# Problem statement
Return, word for word, the line that contains "In this exercise you will locate the built-in" and every line after it through the end of the records.

━━━━━ Task material ━━━━━

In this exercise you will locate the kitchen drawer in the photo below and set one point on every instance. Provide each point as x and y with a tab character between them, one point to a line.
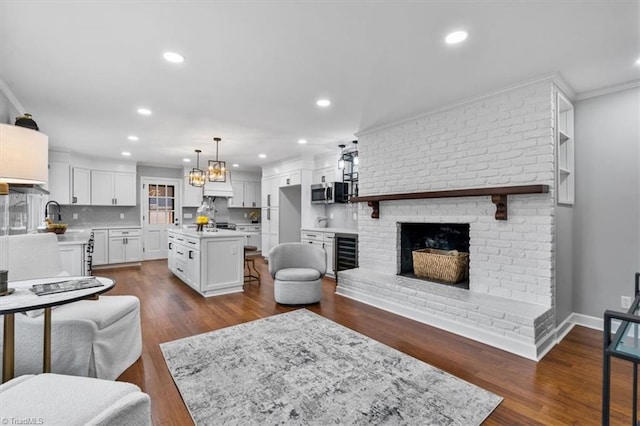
126	232
192	243
181	253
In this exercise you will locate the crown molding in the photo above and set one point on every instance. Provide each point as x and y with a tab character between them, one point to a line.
607	90
11	97
552	77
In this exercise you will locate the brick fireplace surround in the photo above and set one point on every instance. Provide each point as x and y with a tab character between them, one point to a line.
503	139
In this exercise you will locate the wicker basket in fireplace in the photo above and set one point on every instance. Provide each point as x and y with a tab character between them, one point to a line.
447	266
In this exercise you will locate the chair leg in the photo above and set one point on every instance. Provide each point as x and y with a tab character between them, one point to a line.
249	262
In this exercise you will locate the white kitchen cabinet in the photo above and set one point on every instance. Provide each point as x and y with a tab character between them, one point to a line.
81	186
323	240
289	179
245	194
59	186
100	254
270	191
238	194
252	194
270	229
125	245
212	263
565	150
324	175
171	252
113	188
254	235
72	256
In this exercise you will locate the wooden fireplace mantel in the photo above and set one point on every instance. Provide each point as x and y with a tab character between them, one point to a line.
498	196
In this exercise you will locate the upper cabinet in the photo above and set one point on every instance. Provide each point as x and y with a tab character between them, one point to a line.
245	194
565	150
84	181
80	186
289	179
59	182
113	188
270	191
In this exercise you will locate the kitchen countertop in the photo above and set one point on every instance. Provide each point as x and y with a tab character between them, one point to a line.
335	230
220	233
74	236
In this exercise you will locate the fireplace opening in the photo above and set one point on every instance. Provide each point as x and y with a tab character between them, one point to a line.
439	236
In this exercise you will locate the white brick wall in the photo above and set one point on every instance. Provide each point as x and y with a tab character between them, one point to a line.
501	140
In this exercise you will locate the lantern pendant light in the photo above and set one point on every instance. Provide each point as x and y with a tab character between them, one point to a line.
341	160
217	169
197	176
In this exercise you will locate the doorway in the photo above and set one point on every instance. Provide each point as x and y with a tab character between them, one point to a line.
159	199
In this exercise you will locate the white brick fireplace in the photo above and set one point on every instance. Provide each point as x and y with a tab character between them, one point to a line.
503	139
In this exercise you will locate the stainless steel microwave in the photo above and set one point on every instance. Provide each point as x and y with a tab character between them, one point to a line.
330	192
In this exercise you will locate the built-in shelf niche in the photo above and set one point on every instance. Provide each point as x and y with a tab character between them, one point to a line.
565	151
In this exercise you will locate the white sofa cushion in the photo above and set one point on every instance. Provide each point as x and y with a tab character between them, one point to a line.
297	274
69	400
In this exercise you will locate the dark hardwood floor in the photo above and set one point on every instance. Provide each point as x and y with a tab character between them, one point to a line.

━━━━━

# Output of the exercise
In this exercise you will locate the built-in shelf niche in the photo above and set one point on every instance. Provide each point as x and y with a tab character between them, one point to a line.
565	151
In this exercise you will locate the white sofa cushion in the photo above and set one point on every instance. Provide each point as x and y with a tab character between them, one point to a line.
297	274
69	400
In this exercise you will locate the dark hardwood floor in the photo above and set one point on every instance. Provide each point as x and y with a tab character between them, one point to a line.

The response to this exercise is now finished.